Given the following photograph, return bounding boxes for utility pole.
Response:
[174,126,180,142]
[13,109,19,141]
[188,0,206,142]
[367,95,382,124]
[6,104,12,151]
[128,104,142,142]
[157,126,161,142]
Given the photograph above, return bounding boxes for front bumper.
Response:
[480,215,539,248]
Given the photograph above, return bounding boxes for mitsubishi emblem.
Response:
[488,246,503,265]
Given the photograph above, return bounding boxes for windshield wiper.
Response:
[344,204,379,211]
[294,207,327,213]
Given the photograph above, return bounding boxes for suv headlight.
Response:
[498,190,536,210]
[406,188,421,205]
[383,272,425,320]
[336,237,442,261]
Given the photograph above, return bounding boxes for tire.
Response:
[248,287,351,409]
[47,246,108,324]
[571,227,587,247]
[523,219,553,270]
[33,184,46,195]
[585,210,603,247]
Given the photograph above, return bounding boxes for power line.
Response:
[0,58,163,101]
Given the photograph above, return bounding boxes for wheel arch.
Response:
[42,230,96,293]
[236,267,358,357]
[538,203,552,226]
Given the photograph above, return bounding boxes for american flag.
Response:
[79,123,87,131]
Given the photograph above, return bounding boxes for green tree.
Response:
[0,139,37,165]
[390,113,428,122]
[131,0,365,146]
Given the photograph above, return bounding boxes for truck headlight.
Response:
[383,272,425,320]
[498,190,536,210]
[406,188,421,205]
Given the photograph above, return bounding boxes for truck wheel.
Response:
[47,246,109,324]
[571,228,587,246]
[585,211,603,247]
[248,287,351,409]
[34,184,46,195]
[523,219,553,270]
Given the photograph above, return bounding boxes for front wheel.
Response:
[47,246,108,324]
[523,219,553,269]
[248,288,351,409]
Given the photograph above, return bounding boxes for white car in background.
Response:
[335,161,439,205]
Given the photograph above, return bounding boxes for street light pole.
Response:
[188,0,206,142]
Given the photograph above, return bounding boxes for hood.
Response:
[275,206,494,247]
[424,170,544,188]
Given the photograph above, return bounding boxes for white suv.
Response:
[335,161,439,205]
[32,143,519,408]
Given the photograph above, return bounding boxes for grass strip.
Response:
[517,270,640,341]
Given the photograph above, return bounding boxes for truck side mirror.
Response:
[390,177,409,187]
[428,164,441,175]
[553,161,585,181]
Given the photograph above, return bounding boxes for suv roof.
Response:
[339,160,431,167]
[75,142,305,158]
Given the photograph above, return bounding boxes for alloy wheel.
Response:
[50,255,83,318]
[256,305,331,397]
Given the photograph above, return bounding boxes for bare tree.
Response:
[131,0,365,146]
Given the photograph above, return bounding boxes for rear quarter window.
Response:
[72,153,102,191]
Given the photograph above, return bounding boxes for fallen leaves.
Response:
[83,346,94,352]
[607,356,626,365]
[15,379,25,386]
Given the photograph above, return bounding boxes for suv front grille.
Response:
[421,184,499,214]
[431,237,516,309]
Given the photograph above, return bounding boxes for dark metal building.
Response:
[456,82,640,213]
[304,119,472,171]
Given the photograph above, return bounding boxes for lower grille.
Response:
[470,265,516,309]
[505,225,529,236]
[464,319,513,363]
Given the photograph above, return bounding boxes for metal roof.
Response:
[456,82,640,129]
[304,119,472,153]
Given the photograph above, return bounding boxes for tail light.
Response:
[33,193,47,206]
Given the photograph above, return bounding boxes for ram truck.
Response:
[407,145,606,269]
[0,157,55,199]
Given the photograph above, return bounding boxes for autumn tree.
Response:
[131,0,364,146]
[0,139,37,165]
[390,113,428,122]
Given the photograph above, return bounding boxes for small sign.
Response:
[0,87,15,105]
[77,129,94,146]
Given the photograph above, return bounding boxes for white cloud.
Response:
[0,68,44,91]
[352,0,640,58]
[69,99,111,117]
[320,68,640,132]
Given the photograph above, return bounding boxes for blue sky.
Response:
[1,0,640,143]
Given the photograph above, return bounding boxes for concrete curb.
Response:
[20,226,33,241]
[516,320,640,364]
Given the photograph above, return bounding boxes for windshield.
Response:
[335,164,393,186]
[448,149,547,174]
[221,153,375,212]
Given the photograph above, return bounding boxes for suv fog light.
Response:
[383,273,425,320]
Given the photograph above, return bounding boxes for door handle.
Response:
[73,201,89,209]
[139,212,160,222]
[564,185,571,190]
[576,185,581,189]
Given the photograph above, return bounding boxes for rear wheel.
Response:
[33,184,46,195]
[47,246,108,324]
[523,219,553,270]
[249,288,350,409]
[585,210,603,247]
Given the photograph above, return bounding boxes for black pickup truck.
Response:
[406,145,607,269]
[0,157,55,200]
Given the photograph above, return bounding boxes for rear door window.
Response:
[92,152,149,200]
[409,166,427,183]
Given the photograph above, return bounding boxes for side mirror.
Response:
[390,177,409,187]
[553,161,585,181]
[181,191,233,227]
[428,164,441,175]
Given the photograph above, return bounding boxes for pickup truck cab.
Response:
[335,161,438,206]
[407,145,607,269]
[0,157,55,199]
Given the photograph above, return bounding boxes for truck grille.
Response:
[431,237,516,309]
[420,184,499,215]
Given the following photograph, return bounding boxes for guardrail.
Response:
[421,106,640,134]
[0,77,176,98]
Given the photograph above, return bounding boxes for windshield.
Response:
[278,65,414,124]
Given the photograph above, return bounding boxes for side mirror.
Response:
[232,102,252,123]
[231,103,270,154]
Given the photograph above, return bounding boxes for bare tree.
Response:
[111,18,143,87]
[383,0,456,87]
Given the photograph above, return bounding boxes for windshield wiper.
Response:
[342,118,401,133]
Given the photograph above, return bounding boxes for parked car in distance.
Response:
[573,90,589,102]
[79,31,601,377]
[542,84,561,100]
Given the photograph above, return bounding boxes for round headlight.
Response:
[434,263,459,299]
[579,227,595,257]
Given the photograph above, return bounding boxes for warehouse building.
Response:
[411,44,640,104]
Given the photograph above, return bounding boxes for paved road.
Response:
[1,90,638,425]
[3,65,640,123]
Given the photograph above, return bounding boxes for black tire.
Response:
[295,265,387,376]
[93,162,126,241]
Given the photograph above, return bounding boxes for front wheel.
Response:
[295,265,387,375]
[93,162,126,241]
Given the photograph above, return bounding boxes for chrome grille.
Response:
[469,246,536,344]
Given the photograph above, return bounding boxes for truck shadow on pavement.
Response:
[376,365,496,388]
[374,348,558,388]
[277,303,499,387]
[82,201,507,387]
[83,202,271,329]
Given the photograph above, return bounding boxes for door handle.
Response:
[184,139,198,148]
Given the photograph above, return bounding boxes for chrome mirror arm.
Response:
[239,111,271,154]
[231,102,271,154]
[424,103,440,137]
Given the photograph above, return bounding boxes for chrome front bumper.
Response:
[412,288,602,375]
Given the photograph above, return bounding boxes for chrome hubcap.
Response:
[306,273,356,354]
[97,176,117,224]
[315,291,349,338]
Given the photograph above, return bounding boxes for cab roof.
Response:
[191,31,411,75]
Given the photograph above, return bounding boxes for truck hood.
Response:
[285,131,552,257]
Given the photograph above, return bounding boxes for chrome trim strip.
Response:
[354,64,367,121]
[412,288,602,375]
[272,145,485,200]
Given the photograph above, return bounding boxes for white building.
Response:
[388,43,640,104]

- - - -

All of the material needs to be reproduced exactly as it reads.

### [SOLUTION FOR THIS TASK]
Given the following photograph, return bounding boxes for utility pole.
Response:
[174,126,180,142]
[13,109,19,141]
[188,0,206,142]
[367,95,382,124]
[6,104,12,151]
[128,104,142,142]
[157,126,161,142]
Given the photograph above, return bounding boxes for front bumper.
Response:
[480,215,539,248]
Given the photograph above, return bounding boxes for mitsubishi emblem.
Response:
[488,246,503,265]
Given the photograph above, return bounding boxes for windshield wiper.
Response:
[344,204,379,211]
[294,207,327,213]
Given the photograph above, return bounding boxes for suv headlight.
Response:
[498,190,536,210]
[406,188,421,205]
[383,272,425,320]
[336,237,442,261]
Given the photograph above, return bounding boxes for tire.
Response:
[248,287,351,409]
[47,246,108,324]
[571,227,587,247]
[523,219,553,270]
[33,184,46,195]
[585,210,603,247]
Given the photograph above, return bounding boxes for power line.
Response:
[0,58,163,101]
Given the photograph above, return bounding boxes for wheel arch.
Response:
[42,230,96,293]
[236,267,358,357]
[538,203,552,226]
Given the photograph above, return bounding boxes for american flag.
Response:
[79,123,87,131]
Given the photograph above, return bounding boxes for green tree.
Response:
[0,139,37,165]
[390,113,428,122]
[131,0,365,146]
Given the photograph above, return bounding boxes for truck headlight.
Response:
[383,272,425,320]
[498,190,536,210]
[406,188,421,205]
Given the photograph above, return bounding boxes for truck wheel.
Response:
[47,246,109,324]
[571,228,587,246]
[585,211,603,247]
[248,287,351,409]
[34,184,46,195]
[523,219,553,270]
Given the photograph above, return bounding boxes for front wheel.
Response:
[47,246,108,324]
[523,219,553,269]
[248,288,351,409]
Given the photograph above, return bounding boxes for white car in background.
Response:
[335,161,439,205]
Given the photograph above, return bounding boxes for street light pole.
Response:
[188,0,206,142]
Given the photograph above, return bounding boxes for hood.
Response:
[275,206,494,247]
[424,170,544,188]
Given the photograph above, return bounding boxes for white suv.
Response:
[335,161,439,205]
[32,143,519,408]
Given the photograph above, return bounding boxes for grass strip.
Response:
[517,270,640,341]
Given the photograph above, return bounding boxes for truck side mirror.
Response:
[390,177,409,187]
[428,164,441,175]
[553,161,585,181]
Given the photograph above, return bounding boxes for suv roof.
Response:
[339,160,431,167]
[75,142,305,158]
Given the photograph above, return bounding boxes for alloy wheel.
Response:
[50,255,83,318]
[256,305,331,397]
Given the photograph above, return bounding boxes for bare tree.
Response:
[131,0,365,146]
Given the photograph above, return bounding boxes for rear quarter window.
Response:
[72,153,102,191]
Given the photograph above, return bounding boxes for fallen leaves.
Response:
[83,346,94,352]
[607,356,626,365]
[15,379,25,386]
Given the photograph above, return bounding boxes for suv front grille.
Response:
[421,184,499,214]
[431,237,516,309]
Given the photograph above, return bounding boxes for dark metal building.
Response:
[456,82,640,213]
[304,119,472,171]
Given the photograph above, return bounding boxes for lower grille.
Response:
[470,265,516,309]
[505,225,529,236]
[464,319,513,363]
Given the photograph above, return bounding boxes for metal roof.
Response:
[456,82,640,129]
[304,119,472,153]
Given the photograph above, return bounding boxes for tail light.
Response:
[33,193,47,206]
Given the photograph above, return bounding boxes for ram truck.
Response:
[407,145,606,269]
[0,157,55,199]
Given the photograph above, return bounding boxes for autumn tree.
Response:
[131,0,364,146]
[0,139,37,165]
[390,113,428,122]
Given the photograph above, return bounding boxes for small sign.
Response:
[0,87,15,105]
[77,129,94,146]
Given the photograph above, return bounding boxes for white cloud.
Response:
[0,68,44,91]
[352,0,640,58]
[69,99,111,117]
[320,68,640,132]
Given the photograph above, return bounding boxes for blue sky.
Response:
[1,0,640,143]
Given the photograph above, return bounding boxes for concrete curb.
Response:
[20,226,33,241]
[516,320,640,364]
Given the photograph above, return bounding boxes for windshield.
Response:
[335,164,393,186]
[448,149,547,174]
[221,153,375,212]
Given the photograph above, return bounding boxes for suv fog light.
Response:
[383,273,425,320]
Given the photograph above, return bounding boxes for door handle.
Response:
[73,201,89,209]
[139,212,160,222]
[564,185,571,190]
[576,185,581,189]
Given the photograph above, return bounding boxes for rear wheel.
Response:
[33,184,46,195]
[47,246,108,324]
[523,219,553,270]
[249,288,350,409]
[585,210,603,247]
Given the photograph above, return bounding boxes for black pickup truck.
Response:
[406,145,607,269]
[0,157,55,200]
Given the photograph above, return bounding boxes for rear door window.
Response:
[92,152,149,200]
[409,166,427,183]
Given the photograph above, return bounding boxes for side mirror.
Response:
[390,177,409,187]
[553,161,585,181]
[181,191,233,227]
[428,164,441,175]
Given the photograph above, return bounding boxes for pickup truck cab.
Response:
[335,161,438,206]
[407,145,607,269]
[0,157,55,199]
Given the photograph above, return bounding boxes for truck grille.
Response:
[431,237,516,309]
[420,184,499,215]
Given the following photograph, return bounding boxes for guardrail.
Response:
[421,106,640,134]
[0,77,176,98]
Given the photograph above, return bounding boxes for windshield.
Response:
[278,65,414,124]
Given the photograph above, return bounding boxes for side mirror.
Response:
[232,102,252,123]
[231,103,270,154]
Given the photograph above, return bounding boxes for bare tree.
Response:
[111,18,143,87]
[383,0,456,87]
Given the photograph above, return bounding boxes for windshield wiper.
Response:
[342,118,401,133]
Given the photograph above, return bounding boxes for parked car in distance.
Response:
[573,90,589,102]
[79,31,601,377]
[542,84,561,100]
Given the photograph above, return bounding boxes for round headlight.
Response:
[434,263,459,299]
[579,227,595,257]
Given the photograph above, return bounding boxes for warehouse building.
Response:
[411,44,640,104]
Given the photograph above, return bounding boxes for paved road.
Response:
[1,90,638,425]
[3,65,640,123]
Given the photograph above, return bounding boxes for black tire.
Response:
[295,265,387,376]
[93,162,126,241]
Given the photograph above, return bounding boxes for front wheel.
Response:
[295,265,387,375]
[93,162,126,241]
Given the photograph above, return bounding boxes for chrome grille.
Response:
[469,246,536,344]
Given the photograph above, return bounding boxes for truck shadow on pavement.
Response:
[376,365,496,388]
[374,348,558,388]
[277,303,499,387]
[82,201,507,387]
[83,202,271,329]
Given the photograph above, return bounding boxes for door handle.
Response:
[184,139,198,148]
Given the photograph above, return bounding boxes for chrome mirror arm.
Response:
[239,111,271,154]
[231,102,271,154]
[424,103,440,137]
Given the photograph above, return bounding boxes for chrome front bumper.
Response:
[412,288,602,375]
Given the photograph above, return bounding boxes for chrome hubcap.
Response:
[306,273,356,354]
[97,176,117,224]
[315,291,349,338]
Given the photograph above, return bounding boxes for cab roof.
Response:
[191,31,411,75]
Given the photograph above, return bounding boxes for truck hood.
Response:
[285,131,552,257]
Given the photograph above, return bounding boxes for chrome trim strip.
Response:
[354,64,367,121]
[412,288,602,375]
[272,145,485,200]
Given the photograph above, return bounding boxes for white building.
Response:
[388,43,640,104]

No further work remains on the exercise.